EXTRACT
UNITED STATES

SECURITIES AND EXCHANGE COMMISSION

Washington, D.C. 20549

 

 

FORM 8-K

 

 

CURRENT REPORT

Pursuant to Section 13 or 15(d) of

The Securities Exchange Act of 1934

Date of Report (Date of earliest event reported): April 2, 2012

 

 

Yahoo! Inc.

(Exact name of registrant as specified in its charter)

 

 

 

Delaware   000-28018   77-0398689

(State or other jurisdiction

of incorporation)

 

(Commission

File Number)

 

(I.R.S. Employer

Identification No.)

   
701 First Avenue
Sunnyvale, California
  94089
(Address of principal executive offices)   (Zip Code)

Registrant’s telephone number, including area code: (408) 349-3300

Not Applicable

(Former name or former address, if changed since last report.)

 

 

Check the appropriate box below if the Form 8-K filing is intended to simultaneously satisfy the filing obligation of the registrant under any of the following provisions:

 

¨ Written communications pursuant to Rule 425 under the Securities Act (17 CFR 230.425)

 

x Soliciting material pursuant to Rule 14a-12 under the Exchange Act (17 CFR 240.14a-12)

 

¨ Pre-commencement communications pursuant to Rule 14d-2(b) under the Exchange Act (17 CFR 240.14d-2(b))

 

¨ Pre-commencement communications pursuant to Rule 13e-4(c) under the Exchange Act (17 CFR 240.13e-4(c))

 

 

 


Item 8.01. Other Events.

On April 2, 2012, Yahoo! Inc. issued the following press statement:

Yahoo! has been moving aggressively to intensify its focus on delivering shareholder value – overhauling its Board of Directors and appointing a new CEO who is moving rapidly to re-shape the business. With a highly expert and independent Board, Yahoo!’s new leadership team and its employees are working hard to restore the company’s growth and innovation and refocus its resources on key parts of the business that offer the greatest potential for growth. We believe our shareholders will understand that this is our priority and that our resources and attention are appropriately focused on reshaping and reigniting Yahoo!. With that in mind, we intend to communicate directly with our shareholders, employees, users, and customers about the new Yahoo! – its leadership, our plans, and our progress – and do not intend to respond to every statement from Third Point.

It is important to note that Yahoo! has been actively and openly soliciting constructive input from its major shareholders, including Third Point, regarding both the composition of its Board and the company’s ongoing evolution. Unfortunately, Mr. Loeb rejected our efforts to bring Third Point’s perspective into the board room through the offer of two board seats. Nevertheless, the Board made clear to Mr. Loeb that it remains open to hearing Third Point’s ideas and to working constructively with Third Point, as with all of its shareholders. We look forward to continuing constructive dialogue with shareholders as we work to build Yahoo!’s forward momentum.

PROVIDED INFORMATION
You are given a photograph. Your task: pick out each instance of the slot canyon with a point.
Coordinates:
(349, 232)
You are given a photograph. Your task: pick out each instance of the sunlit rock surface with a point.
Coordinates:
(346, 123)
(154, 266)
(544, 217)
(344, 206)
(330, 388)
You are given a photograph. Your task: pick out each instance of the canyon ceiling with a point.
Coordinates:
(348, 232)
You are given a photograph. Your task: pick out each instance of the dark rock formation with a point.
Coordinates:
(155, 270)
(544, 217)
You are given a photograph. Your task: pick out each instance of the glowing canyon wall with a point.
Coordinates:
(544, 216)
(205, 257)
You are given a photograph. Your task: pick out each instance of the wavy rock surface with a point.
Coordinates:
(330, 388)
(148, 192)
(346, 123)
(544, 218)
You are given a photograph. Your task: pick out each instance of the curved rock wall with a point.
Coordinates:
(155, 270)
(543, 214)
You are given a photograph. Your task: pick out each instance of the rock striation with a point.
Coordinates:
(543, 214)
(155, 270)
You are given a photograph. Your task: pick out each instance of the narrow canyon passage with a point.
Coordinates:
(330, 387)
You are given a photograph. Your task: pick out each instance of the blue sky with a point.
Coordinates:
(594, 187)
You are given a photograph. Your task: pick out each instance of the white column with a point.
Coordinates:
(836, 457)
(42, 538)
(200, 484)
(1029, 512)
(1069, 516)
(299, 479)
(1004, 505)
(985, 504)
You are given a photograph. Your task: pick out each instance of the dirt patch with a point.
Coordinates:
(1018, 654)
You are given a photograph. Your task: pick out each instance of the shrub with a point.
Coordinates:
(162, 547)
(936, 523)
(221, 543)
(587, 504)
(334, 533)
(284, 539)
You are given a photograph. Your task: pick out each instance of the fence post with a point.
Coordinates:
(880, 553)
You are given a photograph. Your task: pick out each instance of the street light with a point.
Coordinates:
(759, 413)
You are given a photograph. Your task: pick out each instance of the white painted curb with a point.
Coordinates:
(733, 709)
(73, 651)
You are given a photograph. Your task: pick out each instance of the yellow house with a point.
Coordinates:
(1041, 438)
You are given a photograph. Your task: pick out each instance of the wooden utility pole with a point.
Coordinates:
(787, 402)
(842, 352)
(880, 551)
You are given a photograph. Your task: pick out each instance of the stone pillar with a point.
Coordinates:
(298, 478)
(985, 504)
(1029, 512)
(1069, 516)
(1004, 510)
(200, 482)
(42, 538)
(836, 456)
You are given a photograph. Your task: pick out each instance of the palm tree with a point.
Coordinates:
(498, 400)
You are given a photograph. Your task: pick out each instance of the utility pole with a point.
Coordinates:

REQUIRED WORK
a. Answer these questions from the filing:
(i) What zip code does it give for the principal executive offices?
(ii) Which rule does the checked box cite?
(iii) How many board seats does it say were offered to bring in Third Point's perspective?
b. Transcribe the lines of the records starting at the line containing "light with a point." and ending at the last line of the records.
The filing and the records are unrelated material.

SOLUTIONS TO THE TASKS
a.
(i) 94089
(ii) Rule 14a-12 under the Exchange Act (17 CFR 240.14a-12)
(iii) Two

b.
You are given a photograph. Your task: pick out each instance of the street light with a point.
Coordinates:
(759, 413)
You are given a photograph. Your task: pick out each instance of the white painted curb with a point.
Coordinates:
(733, 709)
(73, 651)
You are given a photograph. Your task: pick out each instance of the yellow house with a point.
Coordinates:
(1041, 438)
You are given a photograph. Your task: pick out each instance of the wooden utility pole with a point.
Coordinates:
(787, 402)
(842, 352)
(880, 551)
You are given a photograph. Your task: pick out each instance of the stone pillar with a point.
Coordinates:
(298, 478)
(985, 504)
(1029, 512)
(1069, 516)
(1004, 510)
(200, 482)
(42, 538)
(836, 456)
You are given a photograph. Your task: pick out each instance of the palm tree with a point.
Coordinates:
(498, 400)
You are given a photograph. Your task: pick out each instance of the utility pole with a point.
Coordinates:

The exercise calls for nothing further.